__GIVEN TASK__. Swap "broadcast still" for "match frame" throughout all the items below, leaving everything else unchanged. Leave the pictures out of your answer.

[Annotated coordinate records]
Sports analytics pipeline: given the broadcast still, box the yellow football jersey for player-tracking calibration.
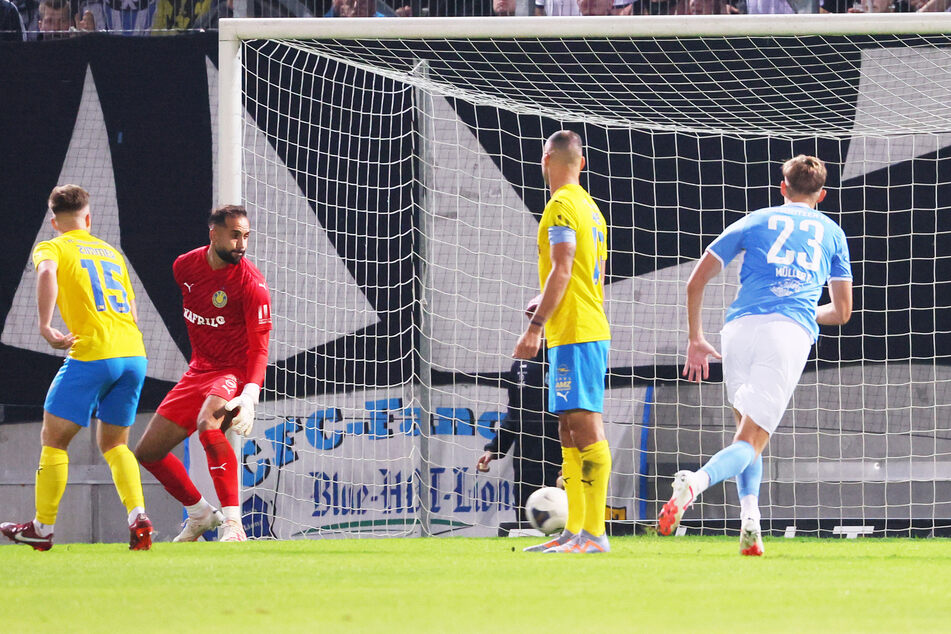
[538,185,611,348]
[33,230,145,361]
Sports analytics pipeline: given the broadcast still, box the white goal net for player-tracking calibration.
[218,15,951,538]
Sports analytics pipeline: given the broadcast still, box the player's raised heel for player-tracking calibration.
[544,530,611,553]
[129,513,155,550]
[172,506,225,542]
[522,531,575,553]
[657,471,696,535]
[218,517,248,542]
[0,521,53,550]
[740,519,764,557]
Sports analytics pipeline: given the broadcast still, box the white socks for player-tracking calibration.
[740,495,760,524]
[185,497,211,518]
[221,506,241,524]
[687,469,710,498]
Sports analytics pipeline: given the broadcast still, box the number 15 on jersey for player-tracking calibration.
[79,258,129,313]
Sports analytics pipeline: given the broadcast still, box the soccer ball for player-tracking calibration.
[525,487,568,535]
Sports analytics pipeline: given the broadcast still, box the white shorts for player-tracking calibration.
[720,314,812,435]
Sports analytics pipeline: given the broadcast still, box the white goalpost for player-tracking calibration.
[217,14,951,539]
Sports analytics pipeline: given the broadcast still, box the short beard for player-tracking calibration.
[215,242,244,264]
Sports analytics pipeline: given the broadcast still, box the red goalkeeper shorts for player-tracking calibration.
[156,369,245,433]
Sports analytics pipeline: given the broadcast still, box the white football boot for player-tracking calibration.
[657,471,697,535]
[740,519,763,557]
[172,506,225,542]
[218,517,248,542]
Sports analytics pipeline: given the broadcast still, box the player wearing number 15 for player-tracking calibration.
[658,155,852,555]
[514,130,611,553]
[0,185,152,550]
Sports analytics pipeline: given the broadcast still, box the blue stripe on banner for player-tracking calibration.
[637,385,654,520]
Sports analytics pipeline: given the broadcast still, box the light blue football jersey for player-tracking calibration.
[707,203,852,341]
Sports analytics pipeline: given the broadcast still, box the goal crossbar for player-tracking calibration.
[218,13,951,41]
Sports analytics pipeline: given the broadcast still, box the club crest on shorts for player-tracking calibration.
[211,291,228,308]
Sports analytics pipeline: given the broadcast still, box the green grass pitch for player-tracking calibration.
[0,536,951,634]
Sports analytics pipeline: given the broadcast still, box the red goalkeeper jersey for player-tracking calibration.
[172,246,271,385]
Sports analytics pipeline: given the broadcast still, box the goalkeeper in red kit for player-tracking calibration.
[135,205,271,542]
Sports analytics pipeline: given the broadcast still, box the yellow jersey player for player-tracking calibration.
[0,185,152,550]
[513,130,611,553]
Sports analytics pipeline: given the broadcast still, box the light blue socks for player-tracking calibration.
[700,440,763,490]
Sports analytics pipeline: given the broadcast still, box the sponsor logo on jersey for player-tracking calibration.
[182,308,225,328]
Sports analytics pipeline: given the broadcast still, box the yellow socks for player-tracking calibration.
[102,445,145,521]
[36,446,69,524]
[565,440,611,537]
[561,447,585,535]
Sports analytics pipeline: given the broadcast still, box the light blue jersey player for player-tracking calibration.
[707,202,852,341]
[658,155,852,555]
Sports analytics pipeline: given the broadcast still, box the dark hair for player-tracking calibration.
[208,205,248,228]
[48,185,89,214]
[783,154,826,196]
[547,130,582,156]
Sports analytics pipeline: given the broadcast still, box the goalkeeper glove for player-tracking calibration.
[225,383,261,436]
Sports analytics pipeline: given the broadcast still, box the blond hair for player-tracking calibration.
[783,154,826,198]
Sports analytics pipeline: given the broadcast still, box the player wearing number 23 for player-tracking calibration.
[658,155,852,555]
[0,185,152,550]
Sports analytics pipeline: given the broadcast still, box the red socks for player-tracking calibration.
[142,453,201,506]
[198,429,238,507]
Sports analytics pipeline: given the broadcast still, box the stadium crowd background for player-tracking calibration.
[0,0,951,41]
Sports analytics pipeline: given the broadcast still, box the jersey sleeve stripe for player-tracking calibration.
[706,248,726,267]
[548,227,577,244]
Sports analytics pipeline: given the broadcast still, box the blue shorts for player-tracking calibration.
[43,357,148,427]
[548,341,611,414]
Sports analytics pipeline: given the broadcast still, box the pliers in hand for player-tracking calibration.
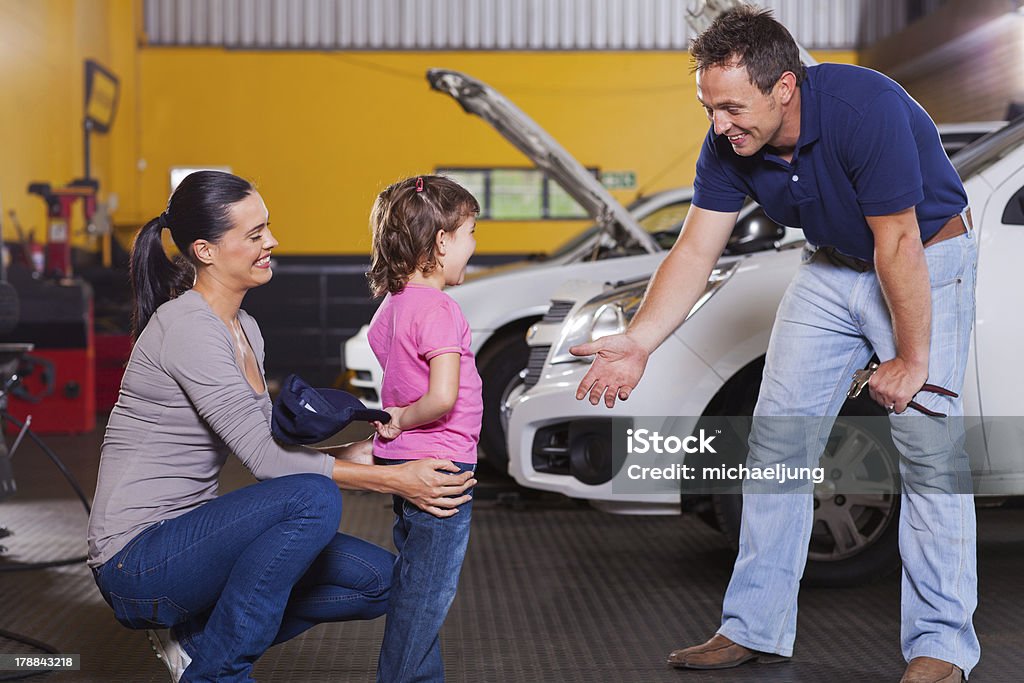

__WRITTEN RESPONSE__.
Sports analytics pipeline: given the match frame, box the yellow football jersey for player-tracking calibration.
[538,185,611,348]
[33,230,145,361]
Sports analytics pipeline: given the match frame, box the white goal net for player-tracking calibration.
[218,15,951,538]
Sports analytics pipeline: given the match frame, box the player's raised heel for player-tracking calibration.
[544,530,611,553]
[129,513,155,550]
[172,506,225,542]
[522,531,575,553]
[657,471,696,535]
[218,517,248,542]
[0,521,53,550]
[740,519,764,557]
Sports analytics pipeline: given the match frame, box the white socks for player-tracking calibration.
[740,495,760,524]
[185,497,211,518]
[221,506,241,524]
[687,469,710,498]
Sports analytics pipeline: given the match frame, box the number 15 on jersey for player-tracking calibration.
[79,258,129,313]
Sports analytics pipeline: given the match frame, box the soccer ball for player-tracking calibration.
[525,487,568,535]
Sports analytics pipeline: given the match frame, box the white shorts for player-tracking calibration.
[720,314,812,435]
Sports analytics pipeline: given the match frame, box the white goalpost for player-tracking calibration.
[217,14,951,539]
Sports analytics pipeline: given the match frame, box the short beard for player-tracking calibration.
[215,242,244,264]
Sports analytics pipeline: given the match frame, box the red goalkeeper shorts for player-tracking calibration.
[156,369,245,433]
Sports analytics pipeline: given the match frame, box the white football boot for player-tracking calibration.
[657,471,697,535]
[740,519,763,557]
[172,506,225,542]
[218,517,248,542]
Sports analytics pipeline: given the match frame, box the player wearing number 15 for player-tracking calibration.
[658,155,852,555]
[514,130,611,553]
[0,185,152,550]
Sports analytics pipeline: given the match frame, box the blue stripe on banner for player-tracking calibration.
[637,385,654,520]
Sports analytics pipeline: given the match frame, box the light blue football jersey for player-tracking calibration.
[707,203,852,341]
Sports analytics pipeline: given the match frame, box the goal crossbar for player-tracking calibration.
[218,13,951,41]
Sports analytics pipeline: given the match frame, box the club crest on shorts for player-tracking calibration.
[211,291,228,308]
Sports analytics pipeline: given the match frame, box the green grass pitch for player-tracking calibration.
[0,536,951,634]
Sports analytics pipeline: given the match frame, box the red goalkeeper jersey for player-tracking calibration.
[172,246,271,385]
Sports analytics pipeline: given the match frame, box the goalkeeper in red kit for player-tracking calibration.
[135,205,271,542]
Sports analytics pipeline: given the match frame, box the yellow jersey player for player-tracking calibration.
[0,185,152,550]
[513,130,611,553]
Sports analytics pipeline: given the match frame, box the light blue socks for player-tracking calibration.
[700,440,763,490]
Sports analytics pipeline: given the match frame, box the sponsor logo on jersey for player-tracking calibration.
[182,308,225,328]
Sports analytics pipeline: given the match frame, box the yellow socks for player-tracking calibration.
[102,445,145,521]
[36,446,69,524]
[565,440,611,537]
[561,447,585,535]
Sports analytics pipeline: given the match frame, box the light blue jersey player for player-tracking calibration.
[707,202,852,341]
[658,155,852,555]
Sports analytics pipeline: given the match frame, box the dark hair for player-tracking calibration.
[208,205,248,228]
[48,185,89,214]
[783,154,826,196]
[547,130,582,156]
Sports analytics pipeline: given the match frame, box the goalkeeper glove for player-tracking calibration.
[225,383,261,436]
Sports analytics pipeline: given the match frame, box the blond hair for player-tracking calibration.
[783,154,826,198]
Sports analytics pipeline: given the match frame, box the player wearing number 23 for player-tracking calibration.
[658,155,852,555]
[0,185,152,550]
Sports analytics pipeline: given the match frame, box the red socks for player-tracking calibration.
[142,453,201,506]
[198,429,238,507]
Sports analytics pipeline: given the match frame, box the stadium crowd background for player-tracking calibration.
[0,0,951,41]
Sports analytics pipeline: given the match frame, box the jersey sleeve stripe for player-tracking calibration.
[706,248,726,267]
[548,227,577,244]
Sports analytics pipeline: given the match frame, box the blue shorts for player-tracking calibration.
[43,357,148,427]
[548,341,611,414]
Sports analytics pipeline: given the match frame, box the pliers in hand for player-tracking calibration.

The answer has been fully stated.